### Problem to work on
Print out all the records, word for word.

• • •

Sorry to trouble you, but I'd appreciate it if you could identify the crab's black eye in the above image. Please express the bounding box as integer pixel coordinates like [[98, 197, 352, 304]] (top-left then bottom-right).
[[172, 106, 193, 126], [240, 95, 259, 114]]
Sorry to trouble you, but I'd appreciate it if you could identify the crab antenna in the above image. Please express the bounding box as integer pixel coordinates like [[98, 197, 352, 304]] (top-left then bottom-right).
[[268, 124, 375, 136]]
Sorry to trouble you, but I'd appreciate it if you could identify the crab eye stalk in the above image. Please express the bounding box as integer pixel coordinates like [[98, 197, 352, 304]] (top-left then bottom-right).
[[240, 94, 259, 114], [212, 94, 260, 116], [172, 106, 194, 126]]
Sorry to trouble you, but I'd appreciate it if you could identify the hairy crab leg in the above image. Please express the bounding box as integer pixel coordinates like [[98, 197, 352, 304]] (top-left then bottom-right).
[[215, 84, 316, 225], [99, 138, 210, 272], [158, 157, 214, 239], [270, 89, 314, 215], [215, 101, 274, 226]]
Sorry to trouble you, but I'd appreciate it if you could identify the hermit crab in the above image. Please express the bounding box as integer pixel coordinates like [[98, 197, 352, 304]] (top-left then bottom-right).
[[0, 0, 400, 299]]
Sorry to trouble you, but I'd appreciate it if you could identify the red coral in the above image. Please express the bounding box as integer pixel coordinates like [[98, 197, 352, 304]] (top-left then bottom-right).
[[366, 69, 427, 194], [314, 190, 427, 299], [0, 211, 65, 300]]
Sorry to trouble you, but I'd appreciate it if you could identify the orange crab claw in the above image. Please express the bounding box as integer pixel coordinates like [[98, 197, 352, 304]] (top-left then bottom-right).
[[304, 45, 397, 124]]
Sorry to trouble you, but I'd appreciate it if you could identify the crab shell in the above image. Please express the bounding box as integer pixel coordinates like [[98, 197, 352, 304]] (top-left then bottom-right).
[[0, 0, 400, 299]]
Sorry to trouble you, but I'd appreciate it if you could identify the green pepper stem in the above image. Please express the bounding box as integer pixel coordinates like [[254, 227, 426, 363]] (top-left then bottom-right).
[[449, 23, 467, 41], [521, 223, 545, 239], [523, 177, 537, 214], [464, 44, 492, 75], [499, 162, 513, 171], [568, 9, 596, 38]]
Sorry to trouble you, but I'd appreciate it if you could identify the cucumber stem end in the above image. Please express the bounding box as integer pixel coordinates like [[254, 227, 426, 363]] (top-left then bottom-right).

• • •

### Your solution
Sorry to trouble you, but I'd appreciate it if you could identify the crab's black eye in the above image. Please express the bounding box as integer pixel coordinates like [[98, 197, 352, 304]] (top-left then bottom-right).
[[172, 106, 193, 126], [240, 95, 259, 114]]
Sorry to trouble you, but I'd appreciate it if you could identify the crab antenna in the above image. Please express the bounding box as integer pixel coordinates like [[98, 197, 352, 304]] (top-left then bottom-right).
[[268, 124, 375, 136]]
Sorry to trouble you, but I'd appreciate it if you could identify the crab eye stalk in the above image. Please express the bounding box as integer pixel coordinates like [[98, 197, 352, 304]] (top-left then bottom-right).
[[240, 94, 259, 114], [212, 94, 260, 116], [172, 106, 194, 126]]
Sorry to trouble you, but I'd appreciate it if you could identify the hairy crab leg in the above image. Please express the bounding box as integer pixel coordinates like [[98, 197, 352, 304]] (top-left then bottom-right).
[[215, 84, 316, 225], [99, 138, 210, 272], [158, 157, 214, 239], [270, 89, 314, 215], [215, 101, 274, 226]]
Sorry to trouble you, but I'd appreciate it if you could identify the hermit crab in the above image. Please express the bounding box as integer pixel coordinates like [[98, 197, 352, 304]] (top-left then bottom-right).
[[0, 0, 400, 299]]
Sorry to trouble you, but I'd appreciate it if you could identify the red coral in the above image. Please express the bounding box as integer pixel coordinates like [[98, 197, 352, 304]] (top-left then bottom-right).
[[366, 69, 427, 194], [314, 190, 427, 299], [0, 211, 65, 300]]
Sorry to trouble you, but I'd appreciate it if you could identify the orange crab claw in the above image. Please express the bounding box as integer pixel coordinates like [[98, 197, 352, 304]] (top-left then bottom-right).
[[304, 45, 397, 124]]
Sorry to trouble you, but I'd appreciate it if you could identify the crab shell in the above image. Please express the bounding box as integer pixel coordinates like [[98, 197, 352, 304]] (top-left then bottom-right).
[[0, 0, 400, 299]]
Sorry to trouble you, but I'd appreciate it if you could identify the green pepper stem in the above image. Please express the bounding box as integer pixel coordinates like [[254, 227, 426, 363]] (top-left then bottom-right).
[[449, 23, 467, 41], [521, 223, 545, 239], [523, 177, 537, 214], [464, 44, 492, 75], [499, 162, 513, 171], [568, 9, 596, 38]]
Sorry to trouble you, but I'd appreciate it if you could identify the cucumber stem end in the above image. Please express the bounding box as integer pixel coordinates like [[254, 227, 426, 363]] (top-left then bottom-right).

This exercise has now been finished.